30th Annual Rail Freight Conference

Kevin Foster MP, Minister of State for Transport, emphasized the huge opportunities for rail freight when he addressed the Annual RFG Conference on 5 October 2022 “as driving economic growth and decarbonisation which are the two priorities for government.” His presentation via video set the tone for the 30th anniversary of the conference, organised by Waterfront on 5 October, with all the speakers including the mainly positive political and commercial environment for rail freight in their presentations.

Foster said it was vital that freight was “talked about with passengers, not after passengers” and that it was important to look at how “to make more of our routes suitable for freight.”

Helen McAllister, Programme Director, Freight on the Great British Railways Transition Team (GBRTT), said that GBR will have a  a statutory duty to promote rail freight, with growth targets being consulted on at the moment.  There will be a new rules-based track access regime considering what is the best economic use of the limited resource. She said the team was “taking innovation and embedding it in the way we run the railway” and that she was passionate about integrating freight literacy across GBR and the relevant government departments for the long-term.

PARTS OF THE EXERCISE:
**A.** Decide whether each statement agrees with the rail freight conference text, answering yes or no and quoting the words that settle it: (i) Kevin Foster gave his presentation in person at the conference. (ii) Great British Railways will have a statutory duty to promote rail freight. (iii) The growth targets for rail freight have already been finalized.
**B.** Copy from the rail freight conference text the passage from "Helen McAllister, Programme" up to and including "for the long-term.".
**C.** Write what comes next in the rail freight conference text, picking up after its final sentence.
The lines after the rail freight conference text are separate material.

SUPPLIED INFORMATION:
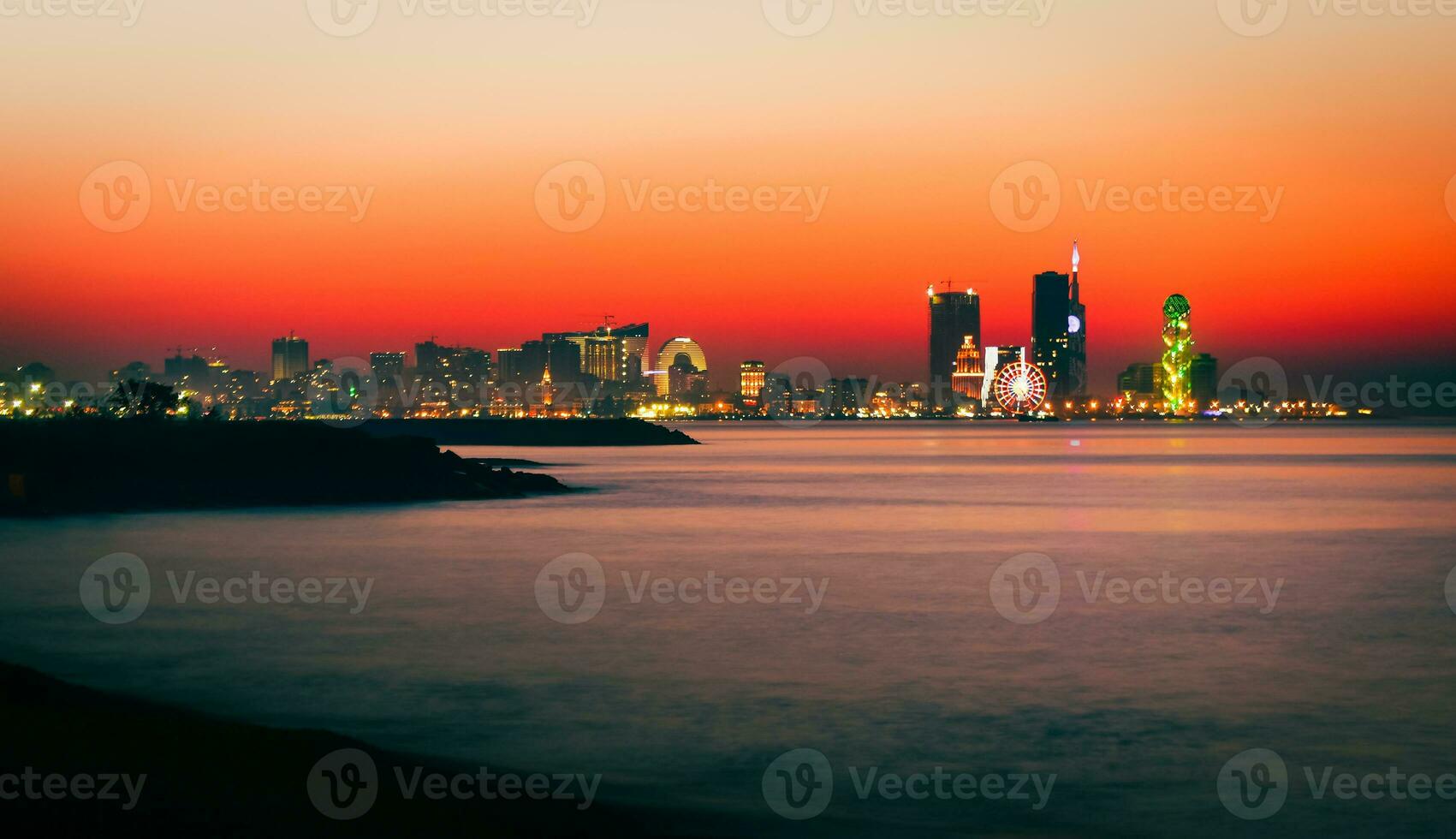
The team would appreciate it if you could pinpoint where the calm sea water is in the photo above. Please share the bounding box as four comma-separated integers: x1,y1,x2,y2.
0,424,1456,836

ANSWERS TO EACH TASK:
**A.**
(i) No: "His presentation via video"
(ii) Yes: "a statutory duty to promote rail freight"
(iii) No: "with growth targets being consulted on at the moment"

**B.**
Helen McAllister, Programme Director, Freight on the Great British Railways Transition Team (GBRTT), said that GBR will have a  a statutory duty to promote rail freight, with growth targets being consulted on at the moment.  There will be a new rules-based track access regime considering what is the best economic use of the limited resource. She said the team was “taking innovation and embedding it in the way we run the railway” and that she was passionate about integrating freight literacy across GBR and the relevant government departments for the long-term.

**C.**
John Larkinson, Chief Executive of the Office of Rail and Road (ORR), discussed the current work programmes underway and the implications for freight.  As well as Rail Reform and PR23 they were starting to look at the implications of the Retained EU legislation bill.  He noted that a lot of rail legislation, such as that covering safety and access charges, was part of EU law so unravelling that would be a very big and complex job. He also noted the action ORR is taking to highlight the current poor freight performance on the network.

John Smith, Managing Director, GB Railfreight, said the right to access the network (from a monopoly supplier in Network Rail) was hugely important. For GB Railfreight, the emphasis was on the productivity of rolling stock and of its people but it needed more engagement from Network Rail in order to achieve that. Covid had helped bring some change, but the momentum needed to be maintained.

David Fletcher, Director of Rail at Cappagh, said the industry needed to make rail work for a wider range of customers. Moving heavy bulk products is what rail is good at but trains need to be kept out of loops and moving, with more multi-user rail heads established close to the market, and provision for stabling in key locations.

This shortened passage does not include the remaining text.